## What is needed
The records below are to be transcribed exactly as they appear.

─── Entries supplied

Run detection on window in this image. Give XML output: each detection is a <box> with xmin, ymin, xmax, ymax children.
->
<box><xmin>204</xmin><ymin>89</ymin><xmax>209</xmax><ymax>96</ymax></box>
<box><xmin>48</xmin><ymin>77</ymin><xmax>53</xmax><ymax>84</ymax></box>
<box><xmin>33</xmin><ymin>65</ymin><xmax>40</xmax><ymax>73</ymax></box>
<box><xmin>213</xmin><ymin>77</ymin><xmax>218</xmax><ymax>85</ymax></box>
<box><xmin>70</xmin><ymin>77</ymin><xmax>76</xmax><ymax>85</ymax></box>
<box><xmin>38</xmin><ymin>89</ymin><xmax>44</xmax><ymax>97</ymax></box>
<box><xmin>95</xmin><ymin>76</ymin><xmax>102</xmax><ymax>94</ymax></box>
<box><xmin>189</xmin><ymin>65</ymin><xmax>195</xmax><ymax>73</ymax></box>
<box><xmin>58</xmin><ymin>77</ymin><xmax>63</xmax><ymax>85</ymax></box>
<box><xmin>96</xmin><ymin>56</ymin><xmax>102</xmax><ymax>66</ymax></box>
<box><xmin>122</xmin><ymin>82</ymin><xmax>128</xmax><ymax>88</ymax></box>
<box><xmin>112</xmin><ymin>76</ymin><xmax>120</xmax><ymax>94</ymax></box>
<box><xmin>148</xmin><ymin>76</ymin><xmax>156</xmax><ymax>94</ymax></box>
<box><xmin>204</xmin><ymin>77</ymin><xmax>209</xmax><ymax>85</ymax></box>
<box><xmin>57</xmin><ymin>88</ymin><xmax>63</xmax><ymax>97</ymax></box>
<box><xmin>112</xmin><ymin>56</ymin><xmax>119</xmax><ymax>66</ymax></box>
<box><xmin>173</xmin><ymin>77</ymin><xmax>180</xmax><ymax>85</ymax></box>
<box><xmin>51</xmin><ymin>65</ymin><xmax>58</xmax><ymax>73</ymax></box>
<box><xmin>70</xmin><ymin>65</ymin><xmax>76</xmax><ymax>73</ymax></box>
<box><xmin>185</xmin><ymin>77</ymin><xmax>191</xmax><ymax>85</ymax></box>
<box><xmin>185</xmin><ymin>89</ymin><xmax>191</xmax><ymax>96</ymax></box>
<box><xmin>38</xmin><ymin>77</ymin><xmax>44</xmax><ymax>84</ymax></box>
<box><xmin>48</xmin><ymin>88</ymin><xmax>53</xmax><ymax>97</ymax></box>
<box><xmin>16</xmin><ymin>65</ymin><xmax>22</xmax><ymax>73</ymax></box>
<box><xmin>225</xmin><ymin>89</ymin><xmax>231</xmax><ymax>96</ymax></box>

──────

## Response to this exercise
Run detection on window in this image. Give XML output: each detection is a <box> with xmin, ymin, xmax, ymax children.
->
<box><xmin>204</xmin><ymin>89</ymin><xmax>209</xmax><ymax>96</ymax></box>
<box><xmin>48</xmin><ymin>77</ymin><xmax>53</xmax><ymax>84</ymax></box>
<box><xmin>33</xmin><ymin>65</ymin><xmax>40</xmax><ymax>73</ymax></box>
<box><xmin>213</xmin><ymin>77</ymin><xmax>218</xmax><ymax>85</ymax></box>
<box><xmin>70</xmin><ymin>77</ymin><xmax>76</xmax><ymax>85</ymax></box>
<box><xmin>38</xmin><ymin>89</ymin><xmax>44</xmax><ymax>97</ymax></box>
<box><xmin>95</xmin><ymin>76</ymin><xmax>102</xmax><ymax>94</ymax></box>
<box><xmin>189</xmin><ymin>65</ymin><xmax>195</xmax><ymax>73</ymax></box>
<box><xmin>58</xmin><ymin>77</ymin><xmax>63</xmax><ymax>85</ymax></box>
<box><xmin>96</xmin><ymin>56</ymin><xmax>102</xmax><ymax>66</ymax></box>
<box><xmin>122</xmin><ymin>82</ymin><xmax>128</xmax><ymax>88</ymax></box>
<box><xmin>112</xmin><ymin>76</ymin><xmax>120</xmax><ymax>94</ymax></box>
<box><xmin>148</xmin><ymin>76</ymin><xmax>156</xmax><ymax>94</ymax></box>
<box><xmin>204</xmin><ymin>77</ymin><xmax>209</xmax><ymax>85</ymax></box>
<box><xmin>57</xmin><ymin>88</ymin><xmax>63</xmax><ymax>97</ymax></box>
<box><xmin>112</xmin><ymin>56</ymin><xmax>119</xmax><ymax>66</ymax></box>
<box><xmin>173</xmin><ymin>77</ymin><xmax>180</xmax><ymax>85</ymax></box>
<box><xmin>51</xmin><ymin>65</ymin><xmax>58</xmax><ymax>73</ymax></box>
<box><xmin>70</xmin><ymin>65</ymin><xmax>76</xmax><ymax>73</ymax></box>
<box><xmin>185</xmin><ymin>77</ymin><xmax>191</xmax><ymax>85</ymax></box>
<box><xmin>185</xmin><ymin>89</ymin><xmax>191</xmax><ymax>96</ymax></box>
<box><xmin>38</xmin><ymin>77</ymin><xmax>44</xmax><ymax>84</ymax></box>
<box><xmin>48</xmin><ymin>88</ymin><xmax>53</xmax><ymax>97</ymax></box>
<box><xmin>16</xmin><ymin>65</ymin><xmax>22</xmax><ymax>73</ymax></box>
<box><xmin>225</xmin><ymin>89</ymin><xmax>231</xmax><ymax>96</ymax></box>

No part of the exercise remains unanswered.